= Beginning of Section =

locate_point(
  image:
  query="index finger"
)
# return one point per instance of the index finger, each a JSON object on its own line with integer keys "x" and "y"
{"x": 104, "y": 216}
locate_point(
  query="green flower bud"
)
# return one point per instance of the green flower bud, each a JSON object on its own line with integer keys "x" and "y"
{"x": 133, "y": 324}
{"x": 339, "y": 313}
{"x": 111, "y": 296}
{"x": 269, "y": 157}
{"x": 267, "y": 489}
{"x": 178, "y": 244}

= End of Section =

■ PROMPT ■
Each line in the records that carries "query" must be copied out.

■ ANSWER BOX ■
  query="index finger"
  query="green flower bud"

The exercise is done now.